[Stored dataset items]
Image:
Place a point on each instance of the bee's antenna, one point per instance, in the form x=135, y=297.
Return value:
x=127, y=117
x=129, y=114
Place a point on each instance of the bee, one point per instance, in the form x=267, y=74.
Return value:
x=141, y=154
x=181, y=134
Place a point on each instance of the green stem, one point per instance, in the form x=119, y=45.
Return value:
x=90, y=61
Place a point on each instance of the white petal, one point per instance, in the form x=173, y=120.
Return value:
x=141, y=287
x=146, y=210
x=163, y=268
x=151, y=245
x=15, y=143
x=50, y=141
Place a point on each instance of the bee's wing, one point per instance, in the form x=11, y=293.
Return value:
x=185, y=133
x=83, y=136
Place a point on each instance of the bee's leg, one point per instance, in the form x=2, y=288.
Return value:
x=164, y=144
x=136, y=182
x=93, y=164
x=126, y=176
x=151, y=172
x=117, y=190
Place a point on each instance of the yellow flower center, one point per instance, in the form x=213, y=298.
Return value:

[PROBLEM DESCRIPTION]
Reply by returning the full set of records above exactly.

[EXERCISE ANSWER]
Image:
Place a point on each instance of the bee's antenna, one point per instance, in the form x=135, y=297.
Return value:
x=127, y=117
x=129, y=114
Place a point on each instance of the bee, one point per instance, in the form x=267, y=74.
Return value:
x=141, y=154
x=181, y=134
Place a point on each instance of the green stem, one point per instance, in the form x=119, y=45.
Return value:
x=90, y=61
Place a point on each instance of the white petal, one point per instance, in the form x=173, y=120.
Return value:
x=141, y=287
x=146, y=210
x=163, y=268
x=151, y=245
x=15, y=143
x=50, y=141
Place a point on each instance of the bee's wing, one point per instance, in the form x=11, y=293.
Return value:
x=185, y=133
x=83, y=136
Place a point on each instance of the bee's leg, one point per instance, in the form x=2, y=288.
Return value:
x=164, y=144
x=136, y=182
x=93, y=164
x=126, y=176
x=151, y=172
x=117, y=190
Place a point on each instance of the yellow flower center, one point per instance, in the form x=213, y=298.
Return value:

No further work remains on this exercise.